Trecho do texto:
....
O mandato é de três anos e Rui Paredes terá como vogais Fernando Alonso e Justina Teixeira. Já o conselho regional de viticultores será composto por 51 membros eleitos por sufrágio directo dos associados singulares, sendo depois designados representantes das adegas cooperativas, cooperativas agrícolas e associações de viticultores. Este órgão é dirigido por uma mesa constituída por um presidente, um vice-presidente e três secretários, eleita por maioria absoluta dos presentes na primeira reunião do mandato do órgão.

De acordo com a lei n.º 28/2024, a instituição tem como atribuições controlar e manter actualizado o recenseamento dos viticultores da Região Demarcada do Douro, assegurar, de forma partilhada e articulada com o Instituto dos Vinhos do Douro e Porto (IVDP), a organização, manutenção, actualização, gestão e certificação do registo cadastral de todas as parcelas de vinha do território e representar os viticultores durienses.

Deve ainda realizar acções de fiscalização relativas à cultura da vinha e produção de vinho, bem como emitir parecer obrigatório sobre as normas a integrar no comunicado de vindima relativo às denominações de origem Porto e Douro e indicação geográfica, quanto aos quantitativos de autorização de produção de mosto generoso (benefício) e seus critérios de distribuição e os ajustamentos anuais ao rendimento por hectare, bem como o quantitativo e regime de utilização das aguardentes.
....
Dados fornecidos:
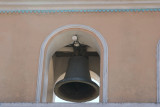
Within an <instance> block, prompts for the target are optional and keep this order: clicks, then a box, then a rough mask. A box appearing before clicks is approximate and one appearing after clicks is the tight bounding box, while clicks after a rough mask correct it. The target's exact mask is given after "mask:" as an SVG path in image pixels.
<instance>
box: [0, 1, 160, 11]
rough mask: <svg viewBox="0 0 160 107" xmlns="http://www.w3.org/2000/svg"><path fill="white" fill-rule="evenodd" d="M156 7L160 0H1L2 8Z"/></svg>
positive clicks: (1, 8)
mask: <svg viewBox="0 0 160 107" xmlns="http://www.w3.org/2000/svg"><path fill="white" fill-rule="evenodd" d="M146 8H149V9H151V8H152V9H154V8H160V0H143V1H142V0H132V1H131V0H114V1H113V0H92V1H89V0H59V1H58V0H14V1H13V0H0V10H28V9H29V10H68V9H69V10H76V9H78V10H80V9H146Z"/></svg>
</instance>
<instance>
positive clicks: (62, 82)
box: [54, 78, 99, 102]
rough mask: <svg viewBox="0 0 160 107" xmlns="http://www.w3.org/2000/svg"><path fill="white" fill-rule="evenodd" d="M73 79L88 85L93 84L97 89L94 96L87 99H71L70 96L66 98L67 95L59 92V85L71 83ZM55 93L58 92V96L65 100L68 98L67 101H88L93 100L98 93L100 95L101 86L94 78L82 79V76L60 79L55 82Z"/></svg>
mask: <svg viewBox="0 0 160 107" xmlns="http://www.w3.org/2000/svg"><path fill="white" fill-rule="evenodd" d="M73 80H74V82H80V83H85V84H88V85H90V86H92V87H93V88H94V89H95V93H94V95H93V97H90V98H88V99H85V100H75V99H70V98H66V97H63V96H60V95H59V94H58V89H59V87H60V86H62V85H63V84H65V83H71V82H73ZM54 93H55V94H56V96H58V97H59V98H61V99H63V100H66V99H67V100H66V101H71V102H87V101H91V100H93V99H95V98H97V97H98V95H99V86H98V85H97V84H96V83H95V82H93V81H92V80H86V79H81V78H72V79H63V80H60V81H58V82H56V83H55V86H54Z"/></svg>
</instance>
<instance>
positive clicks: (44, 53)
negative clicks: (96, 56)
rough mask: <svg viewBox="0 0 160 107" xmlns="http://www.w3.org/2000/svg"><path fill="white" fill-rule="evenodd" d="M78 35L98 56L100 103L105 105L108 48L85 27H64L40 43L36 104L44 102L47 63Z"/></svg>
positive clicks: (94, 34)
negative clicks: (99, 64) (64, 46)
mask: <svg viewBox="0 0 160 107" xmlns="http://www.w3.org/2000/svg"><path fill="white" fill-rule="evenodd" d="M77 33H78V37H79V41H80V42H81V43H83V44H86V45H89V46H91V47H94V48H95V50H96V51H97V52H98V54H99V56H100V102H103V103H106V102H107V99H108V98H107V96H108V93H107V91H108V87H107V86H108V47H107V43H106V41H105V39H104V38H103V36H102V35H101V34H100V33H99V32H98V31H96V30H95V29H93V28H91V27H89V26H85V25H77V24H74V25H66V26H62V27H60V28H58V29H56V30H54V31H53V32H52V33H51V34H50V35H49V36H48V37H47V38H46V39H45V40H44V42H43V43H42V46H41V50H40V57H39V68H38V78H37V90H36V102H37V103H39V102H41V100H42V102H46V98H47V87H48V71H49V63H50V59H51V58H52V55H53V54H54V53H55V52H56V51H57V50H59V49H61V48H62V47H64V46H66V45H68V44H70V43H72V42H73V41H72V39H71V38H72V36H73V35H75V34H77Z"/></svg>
....
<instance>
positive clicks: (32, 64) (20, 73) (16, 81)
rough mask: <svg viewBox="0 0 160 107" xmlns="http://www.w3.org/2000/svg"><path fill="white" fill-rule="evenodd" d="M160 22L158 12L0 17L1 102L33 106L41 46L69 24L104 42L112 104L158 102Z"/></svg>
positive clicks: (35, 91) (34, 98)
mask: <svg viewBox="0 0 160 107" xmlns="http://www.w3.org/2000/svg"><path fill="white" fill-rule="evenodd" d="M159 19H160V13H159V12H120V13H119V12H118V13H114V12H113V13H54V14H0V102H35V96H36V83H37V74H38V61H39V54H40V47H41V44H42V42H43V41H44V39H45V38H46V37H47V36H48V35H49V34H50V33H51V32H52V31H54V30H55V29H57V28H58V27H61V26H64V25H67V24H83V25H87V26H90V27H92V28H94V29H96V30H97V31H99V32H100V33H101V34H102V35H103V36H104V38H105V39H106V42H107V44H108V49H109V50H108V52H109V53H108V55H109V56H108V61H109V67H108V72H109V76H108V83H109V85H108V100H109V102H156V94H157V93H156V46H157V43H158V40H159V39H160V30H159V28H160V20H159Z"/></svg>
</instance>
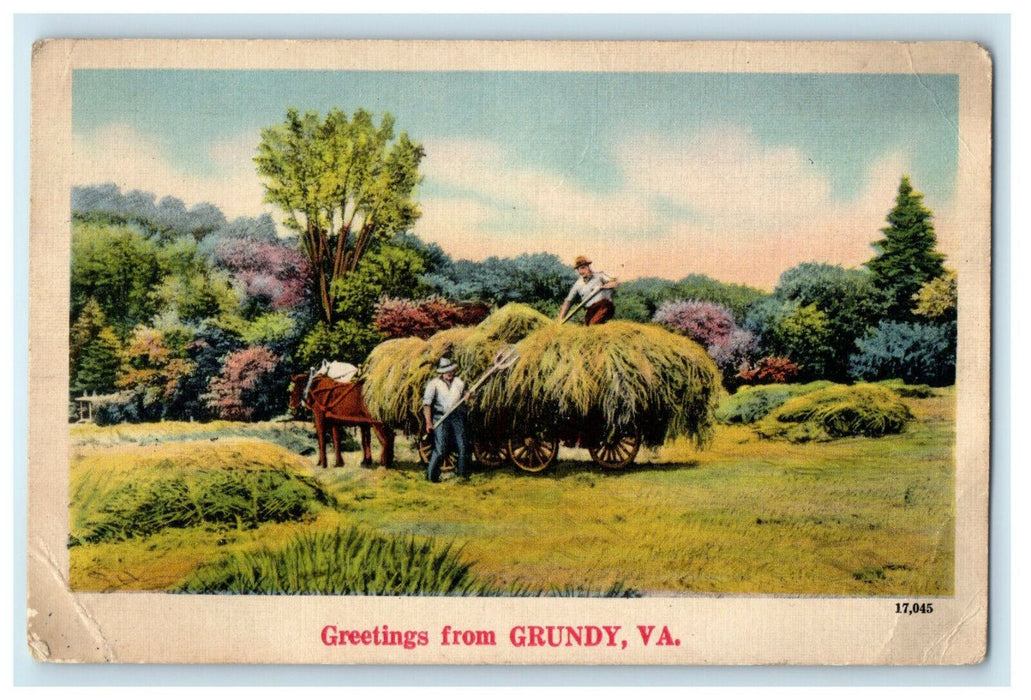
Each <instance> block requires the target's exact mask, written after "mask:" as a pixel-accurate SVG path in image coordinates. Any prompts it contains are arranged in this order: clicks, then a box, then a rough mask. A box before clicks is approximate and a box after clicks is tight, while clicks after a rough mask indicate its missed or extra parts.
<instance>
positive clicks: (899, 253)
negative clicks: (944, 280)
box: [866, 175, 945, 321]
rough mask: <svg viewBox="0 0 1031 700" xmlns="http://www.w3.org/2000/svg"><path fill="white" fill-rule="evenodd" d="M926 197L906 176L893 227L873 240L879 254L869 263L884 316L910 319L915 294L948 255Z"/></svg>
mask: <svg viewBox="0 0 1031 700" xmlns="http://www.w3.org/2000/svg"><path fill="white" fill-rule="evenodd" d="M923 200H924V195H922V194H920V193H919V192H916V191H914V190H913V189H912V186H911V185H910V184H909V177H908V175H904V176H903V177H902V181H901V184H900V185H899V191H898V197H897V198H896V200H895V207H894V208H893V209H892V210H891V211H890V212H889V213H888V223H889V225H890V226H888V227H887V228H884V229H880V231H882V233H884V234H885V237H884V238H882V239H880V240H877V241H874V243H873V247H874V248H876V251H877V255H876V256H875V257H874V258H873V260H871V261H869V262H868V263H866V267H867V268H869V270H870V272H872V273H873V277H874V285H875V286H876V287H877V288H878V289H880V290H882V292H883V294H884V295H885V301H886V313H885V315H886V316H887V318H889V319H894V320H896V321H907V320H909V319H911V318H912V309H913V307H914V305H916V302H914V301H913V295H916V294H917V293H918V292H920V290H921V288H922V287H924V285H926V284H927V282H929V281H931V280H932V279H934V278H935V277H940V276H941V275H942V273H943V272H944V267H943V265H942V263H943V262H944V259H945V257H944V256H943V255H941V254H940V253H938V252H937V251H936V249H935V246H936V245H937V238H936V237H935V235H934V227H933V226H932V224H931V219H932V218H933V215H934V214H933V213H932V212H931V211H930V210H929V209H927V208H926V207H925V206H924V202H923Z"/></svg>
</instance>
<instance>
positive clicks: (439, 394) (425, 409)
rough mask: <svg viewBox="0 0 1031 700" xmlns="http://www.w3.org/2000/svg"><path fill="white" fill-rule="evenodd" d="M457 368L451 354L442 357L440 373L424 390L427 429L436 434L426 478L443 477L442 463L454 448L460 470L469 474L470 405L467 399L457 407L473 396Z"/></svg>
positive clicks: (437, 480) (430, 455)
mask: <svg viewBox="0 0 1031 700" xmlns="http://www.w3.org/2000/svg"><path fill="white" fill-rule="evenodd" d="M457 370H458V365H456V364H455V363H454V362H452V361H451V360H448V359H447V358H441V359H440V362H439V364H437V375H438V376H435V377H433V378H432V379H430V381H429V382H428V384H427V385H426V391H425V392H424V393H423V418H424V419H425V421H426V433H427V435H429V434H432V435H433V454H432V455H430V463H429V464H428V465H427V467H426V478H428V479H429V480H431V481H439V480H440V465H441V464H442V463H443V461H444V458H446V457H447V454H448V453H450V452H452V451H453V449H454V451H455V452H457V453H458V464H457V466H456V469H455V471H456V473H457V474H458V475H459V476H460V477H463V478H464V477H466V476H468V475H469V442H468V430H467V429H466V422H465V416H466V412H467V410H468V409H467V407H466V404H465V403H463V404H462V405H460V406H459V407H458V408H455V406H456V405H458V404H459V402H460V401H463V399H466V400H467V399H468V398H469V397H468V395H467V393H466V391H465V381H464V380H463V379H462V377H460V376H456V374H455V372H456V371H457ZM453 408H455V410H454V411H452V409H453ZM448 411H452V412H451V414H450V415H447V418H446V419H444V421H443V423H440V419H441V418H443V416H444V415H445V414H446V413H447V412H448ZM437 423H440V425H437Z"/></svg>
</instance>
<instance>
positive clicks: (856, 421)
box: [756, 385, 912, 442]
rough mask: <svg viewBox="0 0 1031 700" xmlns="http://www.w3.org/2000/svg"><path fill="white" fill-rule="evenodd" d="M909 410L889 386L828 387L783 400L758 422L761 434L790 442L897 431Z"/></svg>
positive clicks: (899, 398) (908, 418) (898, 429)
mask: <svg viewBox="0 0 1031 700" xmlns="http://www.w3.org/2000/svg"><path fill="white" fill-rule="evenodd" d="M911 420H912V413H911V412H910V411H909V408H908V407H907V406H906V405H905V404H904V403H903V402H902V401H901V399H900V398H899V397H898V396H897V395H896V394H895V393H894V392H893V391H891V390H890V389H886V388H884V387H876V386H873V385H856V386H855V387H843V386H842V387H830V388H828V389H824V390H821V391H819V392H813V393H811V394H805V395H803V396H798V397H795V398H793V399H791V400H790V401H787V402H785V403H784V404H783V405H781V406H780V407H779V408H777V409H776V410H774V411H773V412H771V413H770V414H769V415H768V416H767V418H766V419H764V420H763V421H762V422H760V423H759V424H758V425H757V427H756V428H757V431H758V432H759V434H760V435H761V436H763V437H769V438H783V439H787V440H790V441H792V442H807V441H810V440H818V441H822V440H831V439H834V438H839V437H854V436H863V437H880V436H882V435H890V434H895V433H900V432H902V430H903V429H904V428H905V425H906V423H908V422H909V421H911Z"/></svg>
....
Tarefa a realizar: Transcreva do trecho sobre os viticultores do Douro a parte que começa em "O mandato é" e segue até "mandato do órgão.", inclusive.

Resultado:
O mandato é de três anos e Rui Paredes terá como vogais Fernando Alonso e Justina Teixeira. Já o conselho regional de viticultores será composto por 51 membros eleitos por sufrágio directo dos associados singulares, sendo depois designados representantes das adegas cooperativas, cooperativas agrícolas e associações de viticultores. Este órgão é dirigido por uma mesa constituída por um presidente, um vice-presidente e três secretários, eleita por maioria absoluta dos presentes na primeira reunião do mandato do órgão.